START Data to process
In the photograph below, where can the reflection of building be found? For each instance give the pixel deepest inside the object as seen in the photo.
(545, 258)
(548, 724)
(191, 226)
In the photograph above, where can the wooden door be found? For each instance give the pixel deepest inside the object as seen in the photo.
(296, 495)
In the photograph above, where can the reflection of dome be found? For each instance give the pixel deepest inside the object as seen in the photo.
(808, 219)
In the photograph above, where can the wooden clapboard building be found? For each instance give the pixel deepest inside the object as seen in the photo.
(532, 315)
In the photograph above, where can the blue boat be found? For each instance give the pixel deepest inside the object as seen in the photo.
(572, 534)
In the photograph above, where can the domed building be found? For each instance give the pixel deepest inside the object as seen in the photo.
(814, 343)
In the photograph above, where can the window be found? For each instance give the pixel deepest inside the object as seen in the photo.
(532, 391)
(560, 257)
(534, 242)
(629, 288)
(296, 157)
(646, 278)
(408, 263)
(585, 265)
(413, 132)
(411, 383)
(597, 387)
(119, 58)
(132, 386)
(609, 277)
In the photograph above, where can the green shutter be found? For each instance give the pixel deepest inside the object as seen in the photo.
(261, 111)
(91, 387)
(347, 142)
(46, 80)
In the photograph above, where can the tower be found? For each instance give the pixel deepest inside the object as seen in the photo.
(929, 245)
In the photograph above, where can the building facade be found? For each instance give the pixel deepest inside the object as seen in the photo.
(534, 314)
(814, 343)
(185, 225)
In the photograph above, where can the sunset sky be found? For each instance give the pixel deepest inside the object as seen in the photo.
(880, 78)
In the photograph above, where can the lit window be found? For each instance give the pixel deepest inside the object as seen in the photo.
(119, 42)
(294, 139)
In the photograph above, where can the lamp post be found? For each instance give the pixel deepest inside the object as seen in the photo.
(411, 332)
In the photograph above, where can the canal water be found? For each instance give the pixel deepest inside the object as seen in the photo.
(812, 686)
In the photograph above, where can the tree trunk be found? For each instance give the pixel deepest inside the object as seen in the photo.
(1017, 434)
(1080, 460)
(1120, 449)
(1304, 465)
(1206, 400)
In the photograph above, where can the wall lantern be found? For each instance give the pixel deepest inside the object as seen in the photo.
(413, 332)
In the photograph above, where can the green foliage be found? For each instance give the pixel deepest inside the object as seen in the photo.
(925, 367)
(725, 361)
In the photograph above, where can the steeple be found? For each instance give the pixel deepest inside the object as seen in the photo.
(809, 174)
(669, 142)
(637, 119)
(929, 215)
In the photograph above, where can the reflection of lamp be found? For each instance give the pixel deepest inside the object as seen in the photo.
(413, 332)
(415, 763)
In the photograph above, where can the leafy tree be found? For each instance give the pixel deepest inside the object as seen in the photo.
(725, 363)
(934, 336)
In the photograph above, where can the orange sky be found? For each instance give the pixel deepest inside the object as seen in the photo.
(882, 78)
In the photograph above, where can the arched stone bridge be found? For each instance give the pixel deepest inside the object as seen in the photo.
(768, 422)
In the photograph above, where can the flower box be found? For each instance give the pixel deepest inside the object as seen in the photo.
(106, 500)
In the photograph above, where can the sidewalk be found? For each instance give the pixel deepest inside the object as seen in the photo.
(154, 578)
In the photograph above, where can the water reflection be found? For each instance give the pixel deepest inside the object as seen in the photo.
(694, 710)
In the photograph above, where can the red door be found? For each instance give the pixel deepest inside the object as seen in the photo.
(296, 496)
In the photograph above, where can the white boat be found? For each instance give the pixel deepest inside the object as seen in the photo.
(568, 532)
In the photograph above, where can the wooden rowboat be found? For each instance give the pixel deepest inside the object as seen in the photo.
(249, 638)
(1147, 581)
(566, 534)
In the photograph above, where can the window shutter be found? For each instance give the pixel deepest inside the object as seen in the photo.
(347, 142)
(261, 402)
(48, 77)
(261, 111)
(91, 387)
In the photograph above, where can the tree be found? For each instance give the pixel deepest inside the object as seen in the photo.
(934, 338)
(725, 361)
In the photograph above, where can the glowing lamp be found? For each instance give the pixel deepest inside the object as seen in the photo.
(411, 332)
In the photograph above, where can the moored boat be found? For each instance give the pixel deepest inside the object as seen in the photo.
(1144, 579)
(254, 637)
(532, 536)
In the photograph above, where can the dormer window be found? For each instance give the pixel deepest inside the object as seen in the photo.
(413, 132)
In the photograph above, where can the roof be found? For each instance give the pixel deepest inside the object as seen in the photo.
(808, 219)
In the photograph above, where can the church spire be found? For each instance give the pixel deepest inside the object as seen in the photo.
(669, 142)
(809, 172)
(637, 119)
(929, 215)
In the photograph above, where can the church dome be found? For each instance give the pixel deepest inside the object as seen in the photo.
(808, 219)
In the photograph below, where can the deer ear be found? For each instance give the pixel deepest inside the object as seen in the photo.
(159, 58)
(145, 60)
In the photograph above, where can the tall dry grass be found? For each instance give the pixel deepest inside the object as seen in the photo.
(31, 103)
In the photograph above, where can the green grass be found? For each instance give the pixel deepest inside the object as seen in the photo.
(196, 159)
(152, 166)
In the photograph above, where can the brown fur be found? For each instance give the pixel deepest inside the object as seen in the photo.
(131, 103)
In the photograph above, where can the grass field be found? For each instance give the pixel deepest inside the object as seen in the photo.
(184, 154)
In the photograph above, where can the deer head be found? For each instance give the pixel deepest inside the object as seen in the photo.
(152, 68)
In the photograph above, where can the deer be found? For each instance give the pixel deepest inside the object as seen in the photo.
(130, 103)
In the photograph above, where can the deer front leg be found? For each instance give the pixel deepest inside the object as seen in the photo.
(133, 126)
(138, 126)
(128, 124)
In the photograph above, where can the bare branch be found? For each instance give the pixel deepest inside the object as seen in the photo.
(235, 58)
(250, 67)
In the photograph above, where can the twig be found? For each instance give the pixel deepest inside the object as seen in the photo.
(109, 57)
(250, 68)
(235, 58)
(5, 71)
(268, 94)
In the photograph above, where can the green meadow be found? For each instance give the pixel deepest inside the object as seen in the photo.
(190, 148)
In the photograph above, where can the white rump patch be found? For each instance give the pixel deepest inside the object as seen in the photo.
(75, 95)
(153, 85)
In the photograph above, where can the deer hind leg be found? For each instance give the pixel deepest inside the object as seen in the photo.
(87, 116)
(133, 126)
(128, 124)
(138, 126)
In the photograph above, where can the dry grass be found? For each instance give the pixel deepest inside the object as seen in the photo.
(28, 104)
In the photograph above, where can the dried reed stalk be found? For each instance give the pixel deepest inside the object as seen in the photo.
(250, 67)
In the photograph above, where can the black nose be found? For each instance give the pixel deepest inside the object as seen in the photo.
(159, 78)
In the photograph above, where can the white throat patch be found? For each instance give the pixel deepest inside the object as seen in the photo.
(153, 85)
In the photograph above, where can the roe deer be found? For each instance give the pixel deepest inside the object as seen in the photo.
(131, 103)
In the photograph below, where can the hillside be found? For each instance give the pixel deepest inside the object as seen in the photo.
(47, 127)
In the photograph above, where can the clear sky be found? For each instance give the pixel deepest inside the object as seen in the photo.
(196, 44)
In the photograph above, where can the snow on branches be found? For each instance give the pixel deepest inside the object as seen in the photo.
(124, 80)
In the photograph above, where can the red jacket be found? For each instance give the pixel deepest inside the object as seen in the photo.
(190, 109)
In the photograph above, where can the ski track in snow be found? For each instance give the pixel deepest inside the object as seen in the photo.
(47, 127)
END Data to process
▶ _Required action_: Please write out each line of the listing above exactly.

▶ _Output of the exercise_:
In the photograph below, where can the reflection of building be found? For each instance give the pixel deepest inside the object as seen in the photo.
(545, 258)
(548, 724)
(191, 226)
In the photograph above, where can the wooden door be found? For each instance give the pixel deepest inside the object as seen in the photo.
(296, 495)
In the photograph above, where can the reflection of dome be found? For each instance give the pixel deepest inside the object as seen in the photo.
(808, 219)
In the photograph above, where can the wooden clapboard building be found? For each instance give the pixel deepest inside the object as seen in the photo.
(532, 315)
In the photograph above, where can the blue boat be found? For each instance give the pixel deepest inside the object as seen in the photo.
(572, 534)
In the photograph above, where can the domed building be found? For each instance give the pixel deepest inside the object as seen in the photo.
(814, 343)
In the photograph above, where can the window be found? For each instance give the pixel deepest inside the object as seen in the photo.
(532, 391)
(560, 257)
(534, 242)
(629, 288)
(296, 157)
(646, 278)
(408, 263)
(585, 265)
(413, 132)
(411, 383)
(597, 387)
(119, 58)
(132, 386)
(609, 277)
In the photograph above, where can the green shutter be found? For each instance give the pixel deepest inside the object as seen in the photo.
(261, 111)
(91, 387)
(347, 142)
(46, 80)
In the photograph above, where can the tower be found? For each instance give the pixel deepest inside the object as seen in the photo.
(929, 245)
In the photograph above, where can the building facade be found? For each instance give the pixel deepest inside the object as seen in the photo.
(534, 314)
(814, 343)
(185, 225)
In the photograph above, where can the sunset sky be found? For each instance give the pixel deepest inside the object as seen in the photo.
(880, 78)
In the photograph above, where can the lit window be found? For each instance give the pixel deepest inside the object as seen in the photo.
(119, 42)
(294, 139)
In the photograph above, where can the lamp post be found? For each instance give the pixel deepest inside the object as seen in the photo.
(411, 332)
In the photograph above, where can the canal water be found? For each instance give the pixel deepest inside the object as seen in the photo.
(812, 686)
In the photograph above, where can the tree trunk be found? For each instance give the pixel deepest inside the object as seen in the photo.
(1017, 434)
(1080, 460)
(1120, 449)
(1304, 465)
(1206, 400)
In the photograph above, where can the wall lantern be found? For each instance give the pixel deepest inside the object as seen in the photo.
(413, 332)
In the photograph above, where can the green foliage be found? For each instance give the pixel deepest inside the object as seen in the photo.
(925, 367)
(725, 361)
In the photograph above, where can the steeple be found? For each instance give the pixel deepest inside the object as seen in the photo.
(809, 174)
(669, 142)
(637, 119)
(929, 215)
In the photograph above, where can the reflection of lamp be found? For each instance give the pixel deepest inside the object as seen in the photo.
(413, 332)
(415, 763)
In the photograph above, where can the leafy tree be found? For each instance give the pixel deepest inside the object as seen in the photo.
(725, 363)
(934, 336)
In the photograph above, where can the orange sky be found? For each instance give the pixel deepest inside the object as seen in the photo.
(882, 78)
In the photograph above, where can the arched stone bridge be found? For each instance give the pixel deepest inside the object as seen in the photo.
(768, 422)
In the photograph above, where can the flower box be found? For each instance give the pixel deepest inside the object as seen in the photo.
(106, 500)
In the photograph above, where can the sidewalk be found? For each instance give the pixel deepest inside the object as seen in the photo.
(154, 578)
In the photograph above, where can the water reflection be found? For each instance give the pixel deepest inside the object as seen in the photo.
(694, 710)
In the photograph above, where can the red door be found? For each instance give the pixel deepest inside the object as seen in the photo.
(296, 496)
In the photograph above, where can the white boat be found? For each instance give the pixel deepest inside the object as seen in the photo.
(568, 532)
In the photograph above, where can the wooden rowboat be found? For each instance give the pixel deepest inside the object as seen in the photo.
(249, 638)
(1147, 581)
(566, 534)
In the photograph above, where can the window shutter be found? For each instance give the pixel deepest inside the object as seen in the photo.
(347, 142)
(261, 402)
(48, 77)
(261, 111)
(91, 387)
In the photograph above, where can the tree be found? For each instance give the pixel deepest inside the object as seen in the photo.
(934, 338)
(725, 361)
In the photograph above, where can the glowing lamp be found? For each instance give the pixel deepest inside the object as seen in the photo.
(411, 332)
In the photograph above, where can the moored boat be found? For each instance give the pixel deepest inside the object as seen in the photo.
(1144, 579)
(254, 637)
(532, 536)
In the photograph above, where can the dormer window be found? For each instance give the pixel deepest inside the object as seen in the photo.
(413, 132)
In the photograph above, where can the roof be found? For each instance give the pixel deepest inside the object as seen in the photo.
(808, 219)
In the photograph above, where can the church spire be found? For each instance give the pixel deepest inside the object as seen in the photo.
(669, 142)
(809, 172)
(637, 119)
(929, 215)
In the photograph above, where can the church dome be found? For each instance give the pixel deepest inside the object as seen in the photo.
(808, 219)
In the photograph below, where can the deer ear be found? For each instance give the pixel deepest inside the object as seen in the photo.
(159, 58)
(145, 60)
In the photograph above, where can the tall dry grass be found? For each instance give the pixel deepest inside the object as seen in the photo.
(31, 103)
In the photograph above, where can the green grass be found? For each instance give the pixel deepest inside the object as seen in the photo.
(196, 159)
(152, 166)
In the photograph above, where can the brown fur be found? For each instance give the pixel deepest inside the object as seen in the photo.
(131, 103)
In the photograph above, where can the grass field be found? For each instance give the pixel deepest inside the object as seen in the photo.
(184, 154)
In the photograph above, where can the deer head be found? For each instance give the pixel deepest inside the object as seen in the photo.
(152, 68)
In the photograph above, where can the deer be found? For each instance give the pixel deepest inside the object as seen in the photo.
(130, 103)
In the photograph above, where can the deer front leg be found? For each instance give the pixel deepest inside the object as seen in the photo.
(133, 126)
(138, 126)
(128, 124)
In the photograph above, where can the bare branch be found? For each instance give the pixel deepest inside the object as seen in the photo.
(235, 58)
(250, 67)
In the photograph above, where can the twig be found? For each instance give the pixel deepest inside the object as seen in the photo.
(109, 57)
(250, 68)
(235, 58)
(5, 71)
(268, 94)
In the photograph above, where can the green meadow be found? For each instance give the pixel deepest inside the object as seen in the photo.
(190, 148)
In the photograph above, where can the white rump patch be found? For each instance give the pixel deepest inside the object as seen in the photo.
(75, 95)
(153, 85)
In the photograph above, where can the deer hind leg be found? For each instance give the pixel deepest inside the object as seen in the photo.
(87, 116)
(133, 126)
(128, 124)
(138, 126)
In the photograph above, where can the dry grass be found? For each instance give the pixel deepest inside the object as seen in the photo.
(28, 104)
In the photograph above, where can the dried reed stalk be found? For each instance give the pixel deepest inside the object as seen in the photo.
(250, 67)
In the photograph above, where can the black nose be found? For each instance give the pixel deepest inside the object as seen in the photo.
(159, 78)
In the photograph above, where can the white throat patch be found? For each instance give the pixel deepest inside the object as seen in the photo.
(153, 85)
In the photograph above, where can the roe deer be found? For each instance give the pixel deepest inside the object as seen in the photo.
(131, 103)
In the photograph below, where can the hillside be found? For each instance give the pixel deepest inside the object as seen in the photo.
(47, 127)
In the photograph above, where can the clear sky be found? For each instance give the pixel deepest inside the object as seen in the photo.
(196, 44)
In the photograph above, where can the snow on branches be found? For each instance give the pixel deepest inside the object as seen in the photo.
(124, 80)
In the photograph above, where can the red jacket be found? For each instance give the pixel deepest inside the object as seen in the photo.
(190, 109)
In the photograph above, where can the ski track in snow be found? For each instance give the pixel deepest inside the object as seen in the photo.
(47, 127)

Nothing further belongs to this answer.